* **WORK TO COMPLETE**: From the first line of the listing below to the line containing "woman's right arm?", write out everything exactly. No pictures.

* **DATA RECORDS**:
········

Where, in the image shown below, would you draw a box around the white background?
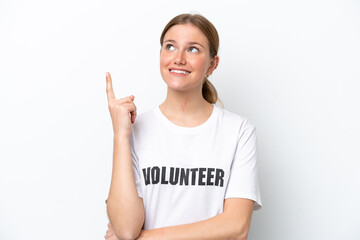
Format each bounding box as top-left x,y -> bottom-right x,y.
0,0 -> 359,239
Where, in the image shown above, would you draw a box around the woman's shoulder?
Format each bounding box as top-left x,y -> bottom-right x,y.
216,105 -> 256,130
133,106 -> 157,124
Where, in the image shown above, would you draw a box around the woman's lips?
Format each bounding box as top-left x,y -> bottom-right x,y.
169,69 -> 191,76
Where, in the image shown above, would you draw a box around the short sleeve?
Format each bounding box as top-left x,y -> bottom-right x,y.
224,119 -> 262,210
129,130 -> 143,198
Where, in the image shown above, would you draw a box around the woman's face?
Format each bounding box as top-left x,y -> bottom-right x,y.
160,23 -> 216,92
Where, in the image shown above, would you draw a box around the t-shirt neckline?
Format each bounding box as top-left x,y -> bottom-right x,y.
154,103 -> 218,135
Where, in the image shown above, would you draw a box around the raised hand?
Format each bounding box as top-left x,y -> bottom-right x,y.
106,72 -> 137,138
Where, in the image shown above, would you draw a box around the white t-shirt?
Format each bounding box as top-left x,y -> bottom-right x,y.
129,103 -> 262,230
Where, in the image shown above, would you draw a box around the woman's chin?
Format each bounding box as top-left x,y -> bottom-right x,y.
164,80 -> 188,90
165,80 -> 204,93
167,85 -> 189,92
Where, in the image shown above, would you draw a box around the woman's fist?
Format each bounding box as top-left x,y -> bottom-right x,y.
106,72 -> 137,137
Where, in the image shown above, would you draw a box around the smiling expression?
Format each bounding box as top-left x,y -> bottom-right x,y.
160,23 -> 216,92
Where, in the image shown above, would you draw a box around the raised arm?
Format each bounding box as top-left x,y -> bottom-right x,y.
105,72 -> 145,240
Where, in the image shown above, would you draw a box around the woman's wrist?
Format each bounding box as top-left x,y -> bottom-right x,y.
113,133 -> 130,142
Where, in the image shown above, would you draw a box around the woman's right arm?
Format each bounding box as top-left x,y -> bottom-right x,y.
105,72 -> 145,240
107,135 -> 145,240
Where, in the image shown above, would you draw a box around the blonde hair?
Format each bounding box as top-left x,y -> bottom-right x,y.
160,13 -> 224,108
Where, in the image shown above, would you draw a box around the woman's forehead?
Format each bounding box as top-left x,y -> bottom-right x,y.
163,24 -> 209,46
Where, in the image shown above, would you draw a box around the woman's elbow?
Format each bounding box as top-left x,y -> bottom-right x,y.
111,219 -> 143,240
236,231 -> 248,240
114,228 -> 141,240
230,231 -> 248,240
231,224 -> 249,240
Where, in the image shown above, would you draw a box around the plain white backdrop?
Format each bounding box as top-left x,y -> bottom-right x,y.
0,0 -> 359,239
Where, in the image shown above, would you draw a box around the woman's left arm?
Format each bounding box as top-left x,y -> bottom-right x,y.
136,198 -> 254,240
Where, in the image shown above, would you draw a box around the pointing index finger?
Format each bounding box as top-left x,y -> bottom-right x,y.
106,72 -> 116,101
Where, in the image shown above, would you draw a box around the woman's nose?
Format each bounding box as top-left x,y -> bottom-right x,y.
174,51 -> 186,65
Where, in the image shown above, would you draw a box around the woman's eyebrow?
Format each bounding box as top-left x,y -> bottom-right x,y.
164,39 -> 205,49
188,41 -> 205,49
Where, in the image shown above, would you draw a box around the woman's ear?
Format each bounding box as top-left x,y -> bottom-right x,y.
207,55 -> 220,76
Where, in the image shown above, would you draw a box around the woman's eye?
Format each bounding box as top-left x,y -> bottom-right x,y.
166,44 -> 175,51
189,47 -> 199,53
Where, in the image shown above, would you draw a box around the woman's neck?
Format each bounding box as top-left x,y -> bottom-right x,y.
159,87 -> 213,126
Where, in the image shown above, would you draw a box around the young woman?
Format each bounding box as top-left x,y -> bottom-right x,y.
105,13 -> 262,240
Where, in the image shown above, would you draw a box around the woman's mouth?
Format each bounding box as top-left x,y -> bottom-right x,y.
169,69 -> 191,75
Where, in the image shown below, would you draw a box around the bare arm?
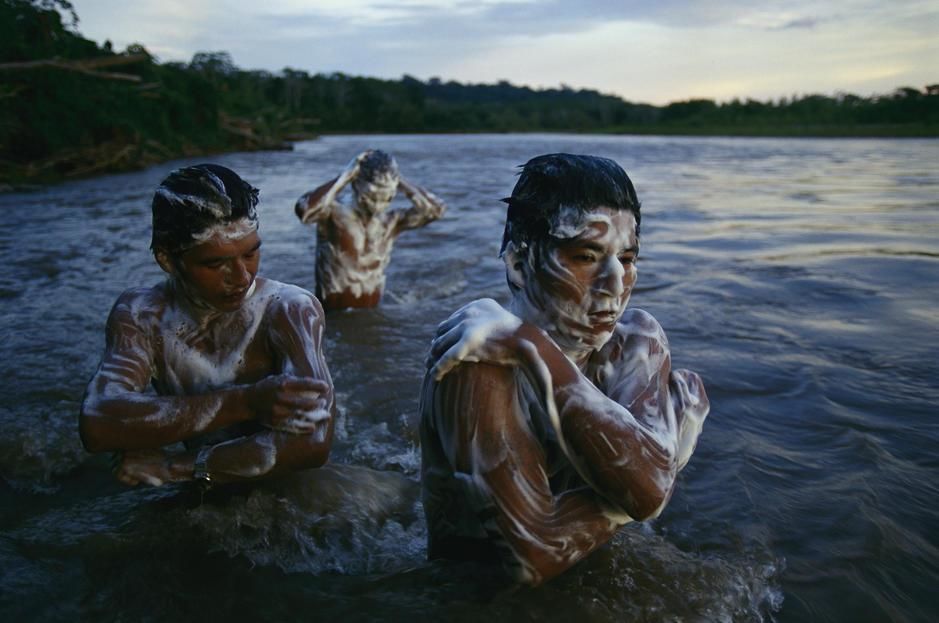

········

* **ANSWER SECTION**:
Where, in the image shown below, would you draw a box around the white background?
Format each bounding box as top-left x,y -> bottom-right x,y.
0,0 -> 359,239
Where, in the image shown above, would you draw a box around the woman's shoulder?
Format each bounding box as top-left x,y -> bottom-right x,y.
216,105 -> 256,130
133,106 -> 157,124
Where, in the image shown above, would you draw a box around the woman's lips?
Format each bounding box as top-left x,y -> bottom-right x,y.
169,69 -> 191,76
Where, in the image shown above, would you draw a box around the short sleeve?
Format each bounding box as top-left x,y -> bottom-right x,y.
224,119 -> 262,210
129,130 -> 143,198
Where, in the image shown above, would you draw a box around the woman's face?
Format each bounding box as top-left x,y -> bottom-right x,y.
160,23 -> 216,92
Where, in the image shown above, would you draw a box around the t-shirt neckline?
Format each bounding box as top-left x,y -> bottom-right x,y.
154,103 -> 218,135
Where, in the image shown above, would you draw a box around the raised hand?
Format each bounding box as top-left x,y -> bottom-right x,y.
106,72 -> 137,138
Where, in the image shown above, would you draw a box around the white t-shirt?
Format each bounding box as top-left x,y -> bottom-right x,y.
129,103 -> 262,230
Where, in the image shown above, would you draw a box around the woman's chin?
Format each bounding box as top-left x,y -> bottom-right x,y.
164,80 -> 188,90
165,80 -> 204,93
167,85 -> 189,92
Where, in the image shown above, would you draw a box around the woman's fist?
Format each bounding box as top-left x,y -> bottom-right x,y.
106,72 -> 137,137
Where, in the image shown above, would you draw a box around the smiling expression?
Format each bounding box as top-left x,y -> bottom-right x,y.
160,23 -> 216,92
Where, in the image shown above, would you draw a box around the raised arm?
Format each bounding box as top-left x,y -> bottom-right x,y.
105,72 -> 145,240
Where, in the image shown above, would you draw a box around the woman's wrist?
Format each bounding box as top-left x,y -> bottom-right x,y.
113,133 -> 130,142
Where, in the image shown above, would you draw a box around the woman's right arm?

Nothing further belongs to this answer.